İstenen:
Türk inancındaki ağaç kültünü anlatan metni, son cümlesinden itibaren sürdürün.
──────── Sayfa alıntısı ────────
Türk inanç sisteminde tanrıya adak adamak, kurban kesmek gibi ayrıntılar bilinmektedir. Tek veya kutsal kabul edilen ağaçlara bez bağlamak suretiyle tanrıya niyazlar gerçekleştirilmiş oluyordu. İçinde bulunduğu felaketten kurtulmak isteyen insanoğlu, ağacı bir kurtuluş vesilesi veya vasıtası olarak görmüştür.   Ulu ağaç kültü, Türk devlet geleneğine kadar sirayet etmiştir. Bu ulu ağaç, Osmanlı devletinin kurucusu Osman Bey’in rüyasına konu olmuş ve kurulacak devletin dünyanın her tarafına dal-budak salacağı, gölgesinin dört bir tarafı örteceği müjdelenmiştir.  
Ağaç motifi olan kayın, Altaylarda şaman ayinlerinde, doğum, düğün ve bayramlarda önemli unsur olmuştur. Ataların hayatları bu ağaca bağlanırdı. Altay şamanlarının inancına göre, insanlar yaratıldıkları zaman ilk kayın ağacından Umay Ana ile beraber yere inmiştir.
──────── Veri kümesinden alıntılar ────────
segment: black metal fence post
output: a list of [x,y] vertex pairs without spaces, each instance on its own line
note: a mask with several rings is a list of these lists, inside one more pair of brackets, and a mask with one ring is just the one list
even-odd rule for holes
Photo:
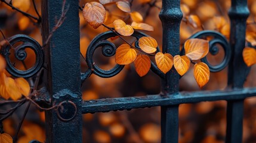
[[[245,45],[246,19],[249,14],[246,0],[232,0],[229,12],[230,18],[230,43],[232,57],[229,67],[229,85],[242,88],[249,69],[244,63],[242,52]],[[226,142],[242,142],[243,100],[227,101]]]
[[[180,25],[183,14],[180,0],[163,0],[159,17],[163,27],[163,52],[180,54]],[[180,76],[174,68],[162,79],[163,96],[178,93]],[[178,141],[178,105],[161,107],[162,142]]]
[[[47,142],[82,142],[78,1],[42,1],[43,42],[57,28],[44,47],[48,72],[45,84],[51,105],[61,104],[45,113]],[[64,22],[56,27],[61,14]]]

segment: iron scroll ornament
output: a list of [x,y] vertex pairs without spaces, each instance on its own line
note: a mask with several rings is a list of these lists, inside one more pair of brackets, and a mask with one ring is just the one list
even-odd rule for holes
[[[6,70],[14,77],[22,77],[27,78],[32,77],[37,73],[44,64],[44,52],[40,44],[31,37],[25,35],[16,35],[8,39],[10,44],[2,47],[0,54],[5,58],[7,67]],[[14,48],[13,45],[20,43]],[[13,49],[14,48],[14,49]],[[35,63],[33,67],[26,70],[20,70],[15,67],[10,58],[10,50],[14,50],[15,57],[19,61],[23,61],[27,57],[26,48],[30,48],[33,51],[36,57]]]
[[[214,30],[203,30],[199,32],[192,36],[190,36],[189,39],[191,38],[199,38],[199,39],[205,39],[208,36],[211,36],[212,38],[209,41],[209,52],[213,55],[217,55],[219,51],[219,47],[216,46],[216,44],[220,44],[222,48],[223,48],[224,54],[224,57],[223,60],[217,65],[213,66],[209,63],[208,60],[207,60],[206,57],[203,57],[201,60],[205,63],[208,66],[209,69],[211,72],[217,72],[224,69],[229,64],[229,61],[231,58],[232,55],[232,50],[230,46],[229,45],[229,42],[227,39],[225,38],[220,33],[214,31]],[[185,50],[183,47],[181,55],[185,54]]]
[[[81,80],[82,81],[84,81],[89,77],[92,73],[101,77],[111,77],[118,74],[124,69],[124,65],[116,64],[115,66],[110,70],[103,70],[97,66],[93,60],[93,54],[95,50],[101,47],[101,52],[103,55],[106,57],[111,57],[115,54],[116,49],[116,46],[107,39],[116,36],[118,35],[112,31],[107,31],[98,35],[91,41],[87,48],[86,53],[86,61],[88,66],[88,69],[85,73],[81,74]],[[138,39],[141,37],[149,36],[142,32],[134,31],[131,36],[136,38],[135,47],[137,49],[140,49],[138,46]],[[156,52],[159,51],[160,51],[160,50],[158,46]],[[157,66],[152,61],[151,61],[150,69],[160,77],[164,78],[164,74],[158,69]]]

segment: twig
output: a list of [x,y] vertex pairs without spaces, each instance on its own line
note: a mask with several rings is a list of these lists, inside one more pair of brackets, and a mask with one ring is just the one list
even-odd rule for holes
[[42,47],[44,47],[48,42],[51,38],[53,36],[53,33],[56,31],[56,30],[61,26],[62,23],[63,23],[64,20],[66,19],[66,14],[67,13],[67,11],[69,8],[69,5],[67,6],[67,9],[64,10],[65,7],[65,4],[66,4],[66,0],[63,1],[63,3],[62,4],[62,9],[61,9],[61,15],[60,16],[60,19],[57,22],[56,24],[53,27],[53,29],[51,30],[51,32],[49,34],[49,36],[47,38],[47,39],[45,41],[45,43],[42,46]]
[[13,142],[16,143],[17,142],[17,139],[18,137],[18,132],[20,132],[20,128],[21,128],[22,124],[23,123],[24,119],[25,119],[26,115],[29,111],[29,107],[30,106],[31,103],[29,102],[27,107],[26,107],[25,111],[24,112],[23,116],[22,116],[21,120],[18,124],[18,128],[15,133],[15,136],[13,137]]
[[21,10],[20,10],[20,9],[18,9],[18,8],[16,8],[16,7],[13,7],[13,4],[12,4],[12,2],[11,2],[11,1],[10,1],[10,3],[8,3],[7,2],[6,2],[5,0],[0,0],[1,2],[4,2],[4,3],[5,3],[5,4],[7,4],[8,6],[9,6],[10,7],[11,7],[13,10],[16,10],[17,11],[18,11],[18,12],[19,12],[19,13],[21,13],[22,14],[23,14],[24,15],[25,15],[25,16],[26,16],[26,17],[30,17],[30,18],[33,18],[33,19],[34,19],[34,20],[36,20],[37,21],[39,21],[39,19],[37,18],[37,17],[35,17],[35,16],[33,16],[32,15],[31,15],[31,14],[28,14],[28,13],[26,13],[26,12],[24,12],[24,11],[21,11]]
[[141,49],[139,49],[139,48],[136,48],[136,47],[135,47],[135,46],[132,46],[130,43],[129,43],[127,41],[126,41],[125,39],[124,39],[124,38],[122,38],[122,37],[121,36],[121,35],[119,33],[118,33],[118,32],[115,32],[115,31],[114,30],[113,30],[111,27],[109,27],[109,26],[106,26],[106,25],[105,25],[105,24],[102,24],[102,25],[103,25],[104,27],[106,27],[107,29],[108,29],[110,30],[112,32],[114,32],[114,33],[115,33],[115,34],[116,34],[116,35],[118,35],[120,38],[121,38],[121,39],[122,39],[122,40],[123,40],[125,43],[128,43],[130,46],[132,47],[133,48],[136,49],[137,49],[137,50],[138,50],[138,51],[141,51],[141,52],[143,52],[143,53],[147,54],[148,54],[148,55],[149,55],[155,56],[155,55],[154,55],[154,54],[146,53],[146,52],[145,52],[144,51],[142,51]]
────────
Yazılı yanıt:
Türk kültüründe mezarlık ve türbeler civarındaki ağaçlardan meyve almak veya oradan ağaç kesmek yasaklanmıştır. Anadolu inanış biçimleri arasında “Evliya Ağaç” olarak  adlandırılan ağaçlar dikkat çekmektedir. Bu ağaçların tek ve benzersizliği, onun sonsuzluğunun işareti olarak algılanmıştır. Bu kutsiyet sebebiyle olmalıdır ki, bu tür ağaçlara dokunmak yasaklanmış ve kesilmesi günah addedilmiştir. Cenaze defnedildikten sonra mezarın üzerine ağaç dikilerek onun canlılığı temin edilmiş oluyordu.  
    

12 
Menkıbelerde ağaç motifi yer almıştır. Mesela şeyhlerin veya evliyaların sıkça oturduğu kalktığı veya altında ibadet ettiği ağaç gölgelikleri belli müddet sonra kutsal mekan haline getirilmiştir.  
Yine menkıbe ve masallarda rastlanan bir diğer ayrıntı ağacın şeyhe kucak açması ve şeyhin onun içine gizlenmesidir. Örneğin Hacı Bektaş menkıbesinde böyle bir ayrıntı geçmektedir. Hacı Bektaş’ın Hırka Dağı’na çıkarak bir ağacın altına gizlenmiş ve ağaç onun için bir çadır haline almış ve onu uzun müddet insanlara karşı korumuştur. 
 Bu hususta ayrıntılı bilgi için Ahmet Yaşar Ocak’ın “Alevî  ve  Bektaşî İnançlarının İslam Öncesi Temelleri,” (2007) adlı kitabını okuyabilirsiniz.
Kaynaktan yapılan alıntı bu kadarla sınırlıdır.